**TASK TO CARRY OUT:**
Look for the word "rose" in the data below, and copy every line that holds it.

____________

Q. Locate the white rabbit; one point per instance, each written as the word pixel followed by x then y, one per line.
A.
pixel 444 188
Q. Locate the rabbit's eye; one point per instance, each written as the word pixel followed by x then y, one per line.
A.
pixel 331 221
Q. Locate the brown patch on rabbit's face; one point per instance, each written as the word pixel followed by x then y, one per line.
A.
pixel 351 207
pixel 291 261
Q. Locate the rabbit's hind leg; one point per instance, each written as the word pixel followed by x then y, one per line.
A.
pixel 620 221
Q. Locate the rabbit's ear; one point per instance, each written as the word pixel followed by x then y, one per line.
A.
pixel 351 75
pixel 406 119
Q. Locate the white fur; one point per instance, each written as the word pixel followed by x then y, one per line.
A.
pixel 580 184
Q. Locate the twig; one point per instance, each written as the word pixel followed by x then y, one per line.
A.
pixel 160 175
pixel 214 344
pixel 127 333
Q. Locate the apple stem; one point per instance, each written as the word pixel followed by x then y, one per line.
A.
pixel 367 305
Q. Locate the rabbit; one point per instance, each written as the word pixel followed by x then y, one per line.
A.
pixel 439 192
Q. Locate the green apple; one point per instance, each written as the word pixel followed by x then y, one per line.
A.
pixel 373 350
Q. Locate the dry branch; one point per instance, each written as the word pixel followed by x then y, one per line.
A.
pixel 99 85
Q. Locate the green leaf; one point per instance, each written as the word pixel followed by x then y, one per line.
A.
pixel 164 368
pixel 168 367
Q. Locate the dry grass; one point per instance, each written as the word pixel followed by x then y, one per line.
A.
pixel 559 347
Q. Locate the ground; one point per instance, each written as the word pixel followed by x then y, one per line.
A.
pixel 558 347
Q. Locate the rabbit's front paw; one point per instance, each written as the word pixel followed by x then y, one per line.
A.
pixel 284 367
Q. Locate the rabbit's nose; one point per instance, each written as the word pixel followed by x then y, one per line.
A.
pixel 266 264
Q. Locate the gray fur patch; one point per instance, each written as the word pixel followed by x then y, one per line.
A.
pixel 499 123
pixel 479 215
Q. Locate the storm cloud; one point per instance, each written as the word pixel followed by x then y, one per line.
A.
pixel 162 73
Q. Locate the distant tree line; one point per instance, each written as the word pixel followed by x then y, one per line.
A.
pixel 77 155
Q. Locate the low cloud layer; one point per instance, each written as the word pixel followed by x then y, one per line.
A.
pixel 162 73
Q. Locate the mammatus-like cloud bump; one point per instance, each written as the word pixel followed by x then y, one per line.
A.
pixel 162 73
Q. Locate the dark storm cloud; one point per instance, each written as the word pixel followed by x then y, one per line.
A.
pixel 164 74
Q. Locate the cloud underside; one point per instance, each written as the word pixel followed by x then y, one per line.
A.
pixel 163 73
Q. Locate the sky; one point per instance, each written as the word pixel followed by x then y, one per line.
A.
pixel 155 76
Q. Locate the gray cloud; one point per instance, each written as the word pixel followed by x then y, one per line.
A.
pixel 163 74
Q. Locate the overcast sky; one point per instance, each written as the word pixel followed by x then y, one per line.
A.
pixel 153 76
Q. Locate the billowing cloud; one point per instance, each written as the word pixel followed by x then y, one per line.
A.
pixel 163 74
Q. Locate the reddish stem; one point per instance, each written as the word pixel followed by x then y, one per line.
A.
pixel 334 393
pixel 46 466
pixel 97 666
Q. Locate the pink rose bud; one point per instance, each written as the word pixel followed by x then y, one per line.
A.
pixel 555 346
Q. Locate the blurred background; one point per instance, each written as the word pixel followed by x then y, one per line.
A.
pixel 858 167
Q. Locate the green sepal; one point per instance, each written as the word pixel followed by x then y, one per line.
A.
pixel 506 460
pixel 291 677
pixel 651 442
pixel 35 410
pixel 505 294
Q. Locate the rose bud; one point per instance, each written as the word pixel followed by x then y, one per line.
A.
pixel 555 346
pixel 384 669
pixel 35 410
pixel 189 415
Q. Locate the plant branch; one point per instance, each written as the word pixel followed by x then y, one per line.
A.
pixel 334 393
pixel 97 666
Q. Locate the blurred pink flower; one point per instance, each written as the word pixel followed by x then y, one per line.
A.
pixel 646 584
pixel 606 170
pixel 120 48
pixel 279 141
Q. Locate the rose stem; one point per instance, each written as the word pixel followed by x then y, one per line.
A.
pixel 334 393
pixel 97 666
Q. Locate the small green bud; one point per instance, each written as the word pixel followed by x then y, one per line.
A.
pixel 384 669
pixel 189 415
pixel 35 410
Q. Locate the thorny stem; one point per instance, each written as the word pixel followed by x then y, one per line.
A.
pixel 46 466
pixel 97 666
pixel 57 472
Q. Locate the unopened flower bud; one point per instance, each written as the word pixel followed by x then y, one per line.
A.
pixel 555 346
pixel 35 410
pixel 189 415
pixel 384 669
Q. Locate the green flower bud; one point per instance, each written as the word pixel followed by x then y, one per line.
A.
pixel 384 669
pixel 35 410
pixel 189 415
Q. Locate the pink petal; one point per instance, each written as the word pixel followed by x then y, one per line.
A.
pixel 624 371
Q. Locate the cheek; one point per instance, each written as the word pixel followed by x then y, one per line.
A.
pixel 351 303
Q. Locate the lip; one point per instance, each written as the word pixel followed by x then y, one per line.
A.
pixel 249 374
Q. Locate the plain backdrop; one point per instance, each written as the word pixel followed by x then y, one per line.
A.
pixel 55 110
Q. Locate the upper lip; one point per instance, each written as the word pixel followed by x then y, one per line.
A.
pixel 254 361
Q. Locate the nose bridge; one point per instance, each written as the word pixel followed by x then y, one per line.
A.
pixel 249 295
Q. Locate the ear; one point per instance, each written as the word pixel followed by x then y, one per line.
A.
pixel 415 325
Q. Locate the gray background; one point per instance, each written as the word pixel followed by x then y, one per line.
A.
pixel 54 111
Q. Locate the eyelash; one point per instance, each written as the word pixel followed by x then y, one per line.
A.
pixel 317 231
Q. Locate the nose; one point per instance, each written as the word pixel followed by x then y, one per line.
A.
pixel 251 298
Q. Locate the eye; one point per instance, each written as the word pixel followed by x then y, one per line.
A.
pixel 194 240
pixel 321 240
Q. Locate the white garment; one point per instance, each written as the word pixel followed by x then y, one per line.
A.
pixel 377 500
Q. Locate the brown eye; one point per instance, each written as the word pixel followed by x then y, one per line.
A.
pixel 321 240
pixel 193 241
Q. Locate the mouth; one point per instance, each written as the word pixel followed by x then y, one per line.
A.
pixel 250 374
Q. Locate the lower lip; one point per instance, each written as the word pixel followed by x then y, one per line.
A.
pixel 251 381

____________

**FINISHED TASK:**
Q. Locate the pink rose bud; one point per instance, each written as the word pixel followed by x then y, one per line.
Q. Locate the rose bud; one point per instance, each written as the word pixel followed by x then y, one per line.
Q. Locate the rose stem; one point per instance, each written as the word pixel followed by x then y, one per line.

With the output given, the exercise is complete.